_Description of the task_.
In full and without alteration, write out the records.

++++ Provided records

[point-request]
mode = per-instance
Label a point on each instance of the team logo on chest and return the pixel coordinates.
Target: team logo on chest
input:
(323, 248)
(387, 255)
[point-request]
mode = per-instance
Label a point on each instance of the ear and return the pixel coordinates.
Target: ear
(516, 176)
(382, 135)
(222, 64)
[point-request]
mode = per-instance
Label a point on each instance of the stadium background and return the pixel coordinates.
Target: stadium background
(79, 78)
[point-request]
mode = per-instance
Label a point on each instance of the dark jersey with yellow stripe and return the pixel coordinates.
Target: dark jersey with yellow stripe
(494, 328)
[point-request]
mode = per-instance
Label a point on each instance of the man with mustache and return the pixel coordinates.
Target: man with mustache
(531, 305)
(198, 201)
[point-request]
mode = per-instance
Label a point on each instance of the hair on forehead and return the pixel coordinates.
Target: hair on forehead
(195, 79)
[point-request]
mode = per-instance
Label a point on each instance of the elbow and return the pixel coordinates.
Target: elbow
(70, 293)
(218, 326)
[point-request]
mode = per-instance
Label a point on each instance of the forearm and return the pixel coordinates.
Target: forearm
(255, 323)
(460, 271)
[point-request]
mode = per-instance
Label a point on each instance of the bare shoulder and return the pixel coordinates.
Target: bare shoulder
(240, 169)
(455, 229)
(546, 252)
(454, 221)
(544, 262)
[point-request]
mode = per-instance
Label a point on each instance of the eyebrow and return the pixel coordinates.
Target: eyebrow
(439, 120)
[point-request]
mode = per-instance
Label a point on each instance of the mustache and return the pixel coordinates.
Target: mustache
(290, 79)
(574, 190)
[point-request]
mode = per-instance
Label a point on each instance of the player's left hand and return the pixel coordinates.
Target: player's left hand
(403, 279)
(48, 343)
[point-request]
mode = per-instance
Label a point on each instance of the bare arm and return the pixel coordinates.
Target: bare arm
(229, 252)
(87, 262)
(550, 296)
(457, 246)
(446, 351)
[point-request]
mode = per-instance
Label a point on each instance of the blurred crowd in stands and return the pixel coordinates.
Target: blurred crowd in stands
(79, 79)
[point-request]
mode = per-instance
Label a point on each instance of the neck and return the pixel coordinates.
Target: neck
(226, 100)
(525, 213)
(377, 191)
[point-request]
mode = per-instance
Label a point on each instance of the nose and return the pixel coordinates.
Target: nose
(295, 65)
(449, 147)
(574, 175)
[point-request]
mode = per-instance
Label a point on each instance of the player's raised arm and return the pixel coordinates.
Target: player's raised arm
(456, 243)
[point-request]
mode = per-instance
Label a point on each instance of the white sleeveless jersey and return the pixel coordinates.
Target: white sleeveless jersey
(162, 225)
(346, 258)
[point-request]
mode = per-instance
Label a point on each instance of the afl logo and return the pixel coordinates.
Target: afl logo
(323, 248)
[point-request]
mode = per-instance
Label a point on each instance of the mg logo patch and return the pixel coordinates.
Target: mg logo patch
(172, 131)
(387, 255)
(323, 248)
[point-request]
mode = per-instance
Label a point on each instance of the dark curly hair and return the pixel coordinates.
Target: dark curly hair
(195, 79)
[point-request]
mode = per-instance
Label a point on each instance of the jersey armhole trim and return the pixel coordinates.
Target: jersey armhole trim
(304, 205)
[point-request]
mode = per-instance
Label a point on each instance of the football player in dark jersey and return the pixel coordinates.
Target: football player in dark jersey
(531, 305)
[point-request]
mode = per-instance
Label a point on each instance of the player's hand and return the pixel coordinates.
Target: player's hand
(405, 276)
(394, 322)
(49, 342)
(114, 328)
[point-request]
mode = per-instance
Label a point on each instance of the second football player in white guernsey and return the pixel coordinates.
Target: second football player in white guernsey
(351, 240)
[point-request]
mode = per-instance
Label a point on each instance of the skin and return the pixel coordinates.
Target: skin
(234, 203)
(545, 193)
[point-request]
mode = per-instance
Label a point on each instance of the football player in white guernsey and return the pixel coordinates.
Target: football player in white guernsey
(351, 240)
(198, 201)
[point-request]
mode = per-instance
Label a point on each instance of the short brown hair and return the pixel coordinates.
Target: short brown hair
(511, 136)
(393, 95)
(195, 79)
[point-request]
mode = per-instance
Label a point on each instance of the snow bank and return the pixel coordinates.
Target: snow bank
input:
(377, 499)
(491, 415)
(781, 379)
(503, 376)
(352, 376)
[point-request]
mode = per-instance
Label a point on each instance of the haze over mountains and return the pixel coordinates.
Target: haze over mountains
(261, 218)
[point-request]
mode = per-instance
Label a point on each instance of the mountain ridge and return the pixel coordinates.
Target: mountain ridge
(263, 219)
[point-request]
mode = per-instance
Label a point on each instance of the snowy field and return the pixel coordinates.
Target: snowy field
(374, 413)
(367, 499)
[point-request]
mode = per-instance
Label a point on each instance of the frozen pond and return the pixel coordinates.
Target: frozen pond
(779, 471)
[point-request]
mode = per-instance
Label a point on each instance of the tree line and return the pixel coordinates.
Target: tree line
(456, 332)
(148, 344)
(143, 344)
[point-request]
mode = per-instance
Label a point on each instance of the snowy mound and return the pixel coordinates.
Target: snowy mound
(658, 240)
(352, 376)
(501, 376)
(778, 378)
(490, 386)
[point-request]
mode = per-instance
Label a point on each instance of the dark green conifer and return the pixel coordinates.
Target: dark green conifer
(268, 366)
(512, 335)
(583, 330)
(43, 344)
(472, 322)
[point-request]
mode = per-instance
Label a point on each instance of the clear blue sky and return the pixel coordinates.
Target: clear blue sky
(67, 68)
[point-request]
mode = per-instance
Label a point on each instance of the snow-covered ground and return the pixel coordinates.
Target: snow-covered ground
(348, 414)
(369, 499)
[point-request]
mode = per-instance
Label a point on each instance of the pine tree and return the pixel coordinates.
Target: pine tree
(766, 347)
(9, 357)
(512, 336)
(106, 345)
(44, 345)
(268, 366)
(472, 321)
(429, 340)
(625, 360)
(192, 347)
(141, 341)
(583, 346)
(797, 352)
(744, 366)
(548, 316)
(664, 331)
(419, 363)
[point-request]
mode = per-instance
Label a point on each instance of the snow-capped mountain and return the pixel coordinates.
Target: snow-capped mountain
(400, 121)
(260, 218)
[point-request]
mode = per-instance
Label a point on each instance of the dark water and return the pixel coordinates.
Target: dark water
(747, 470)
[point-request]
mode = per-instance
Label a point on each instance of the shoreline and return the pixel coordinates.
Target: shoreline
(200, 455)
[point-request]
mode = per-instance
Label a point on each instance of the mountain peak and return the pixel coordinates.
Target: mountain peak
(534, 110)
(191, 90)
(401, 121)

++++++++

_Response area_.
[point-request]
mode = per-instance
Label a point on each instance of the team logo on chest and return the pixel coordinates.
Target: team logo on chest
input:
(323, 248)
(387, 255)
[point-request]
mode = per-instance
Label a point on each instance of the ear and return the pixel coordinates.
Target: ear
(516, 176)
(382, 135)
(222, 64)
[point-request]
mode = per-instance
Label a point on each instance of the stadium background and return the pixel coordinates.
Target: stadium background
(79, 78)
[point-request]
mode = per-instance
Label a point on each instance of the dark jersey with yellow stripe and return the pixel coordinates.
Target: dark jersey with yellow stripe
(494, 328)
[point-request]
mode = per-instance
Label a point on each instance of the man with mustache and return the pixel coordinates.
Target: man with mustache
(531, 305)
(198, 201)
[point-request]
mode = per-instance
Label a point on each instance of the hair on forehead and return the pixel coordinates.
Target: hair on forehead
(195, 79)
[point-request]
mode = per-instance
Label a point on each instance of the elbow and return the pixel coordinates.
Target: elbow
(70, 293)
(218, 326)
[point-request]
mode = per-instance
Label a point on each instance of the forearm and return the pixel coordinates.
Target: forearm
(255, 323)
(460, 271)
[point-request]
mode = per-instance
Label a point on each instance of the bare shoulder and return the pixel coordinates.
Target: bare shoulder
(240, 169)
(455, 229)
(546, 252)
(454, 221)
(544, 262)
[point-request]
mode = per-instance
Label a point on each instance of the eyebrow and return the pixel coordinates.
Target: eyebrow
(439, 120)
[point-request]
mode = per-instance
Label a point on each instance of the mustache and return the pixel coordinates.
Target: mustache
(290, 79)
(574, 190)
[point-request]
mode = per-instance
Label a point on each instance of the player's left hand and return the pixel coordinates.
Target: player's left hand
(403, 279)
(48, 343)
[point-request]
mode = per-instance
Label a point on each instance of the bare arm and return the pixel coordinates.
Target: bare arm
(229, 252)
(87, 262)
(550, 296)
(457, 246)
(446, 351)
[point-request]
mode = per-instance
Label a point on each instance of the blurred crowd in stands and return the pixel coordinates.
Target: blurred crowd in stands
(79, 79)
[point-request]
mode = per-instance
Label a point on each instance of the neck and return the pixel coordinates.
Target: neck
(226, 100)
(525, 213)
(377, 191)
[point-request]
mode = per-instance
Label a point on each instance of the nose and return the pixel coordinates.
Target: nose
(295, 65)
(449, 147)
(574, 175)
[point-request]
mode = per-instance
Label a point on each instance of the player's raised arm and return the pixel coordinates.
Target: player's raised arm
(456, 243)
[point-request]
mode = per-instance
Label a point on each instance of the white sleeveless jersey and return the pixel coordinates.
Target: white sleeveless jersey
(162, 225)
(346, 258)
[point-request]
mode = per-instance
Label a point on each instance of the afl logo and return the pixel coordinates.
Target: afl logo
(323, 248)
[point-request]
mode = per-instance
Label a point on each instance of the mg logo patch and return the pixel coordinates.
Target: mg logo patch
(172, 131)
(387, 255)
(323, 248)
[point-request]
mode = per-instance
Label a point on each instance of the dark curly hair and return the pixel coordinates.
Target: dark curly hair
(195, 79)
[point-request]
mode = per-instance
Label a point on each instance of the jersey armhole trim and return the pixel coordinates.
Target: jersey armhole trim
(304, 205)
[point-request]
mode = per-instance
Label a point on each instance of the football player in dark jersey and return the pixel coordinates.
Target: football player in dark jersey
(531, 305)
[point-request]
mode = per-instance
Label a point on each instance of the player's hand and return the pixel coordinates.
Target: player's hand
(405, 276)
(394, 322)
(49, 342)
(114, 328)
[point-request]
mode = per-instance
Label a point on each instance of the second football player in white guernsey and return the pixel coordinates.
Target: second football player in white guernsey
(351, 240)
[point-request]
mode = per-instance
Label a point on each instance of the skin and return the pixel coordinates.
Target: skin
(234, 203)
(545, 193)
[point-request]
mode = per-instance
Label a point on each instance of the football player in white guernsey and return the pixel coordinates.
Target: football player in white guernsey
(351, 240)
(198, 201)
[point-request]
mode = per-instance
Label a point on each instance of the short brown hair and return the pixel coordinates.
Target: short brown hair
(511, 136)
(393, 95)
(195, 79)
[point-request]
mode = per-instance
Label a point on each instance of the snow bank and return the pixel coordinates.
Target: snow bank
input:
(377, 499)
(491, 415)
(781, 379)
(503, 376)
(352, 376)
[point-request]
mode = per-instance
Label a point on each instance of the haze over mountains and return the pixel coordinates.
Target: haze over mountains
(261, 218)
[point-request]
mode = per-instance
Label a point on each instance of the mountain ridge and return the pixel coordinates.
Target: mountain ridge
(263, 219)
[point-request]
mode = per-instance
Label a point on each instance of the snowy field and return the pixel coordinates.
Target: snowy field
(374, 413)
(367, 499)
[point-request]
mode = per-instance
Label a point on each instance of the frozen pond and return the pixel coordinates.
Target: frozen pond
(779, 471)
[point-request]
mode = per-instance
Label a point on each instance of the tree line and return the pixel coordinates.
Target: tree line
(456, 332)
(148, 344)
(143, 344)
[point-request]
mode = per-instance
Label a point on each instance of the snowy mound and return the pixel coordinates.
Target: snowy mound
(658, 240)
(352, 376)
(501, 376)
(778, 378)
(490, 386)
[point-request]
mode = per-instance
Label a point on each instance of the dark green conifer and return the pixel coordinates.
Target: dark green conifer
(268, 366)
(512, 335)
(583, 330)
(43, 344)
(472, 322)
[point-request]
mode = per-instance
Label a point on each instance of the clear blue sky and return the pixel coordinates.
Target: clear blue sky
(67, 68)
[point-request]
mode = per-instance
Label a point on each instance of the snow-covered ground and return the pixel coordinates.
Target: snow-covered ground
(348, 414)
(369, 499)
[point-request]
mode = per-instance
Label a point on each instance of the pine tree and return the pixel coordinates.
Target: pine tree
(766, 347)
(9, 357)
(512, 336)
(106, 345)
(44, 345)
(268, 366)
(472, 321)
(429, 340)
(625, 360)
(192, 347)
(141, 341)
(583, 346)
(797, 352)
(744, 366)
(548, 316)
(664, 331)
(419, 363)
[point-request]
mode = per-instance
Label a point on each instance of the snow-capped mountain and return the pixel coordinates.
Target: snow-capped mountain
(400, 121)
(260, 218)
[point-request]
mode = per-instance
Label a point on each instance of the dark water and return the pixel coordinates.
Target: dark water
(747, 470)
[point-request]
mode = per-instance
Label a point on each instance of the shoreline and return the pixel coordinates.
Target: shoreline
(200, 455)
[point-request]
mode = per-instance
Label a point on each instance of the mountain peak and return the pixel coordinates.
Target: mountain peak
(534, 110)
(191, 90)
(401, 121)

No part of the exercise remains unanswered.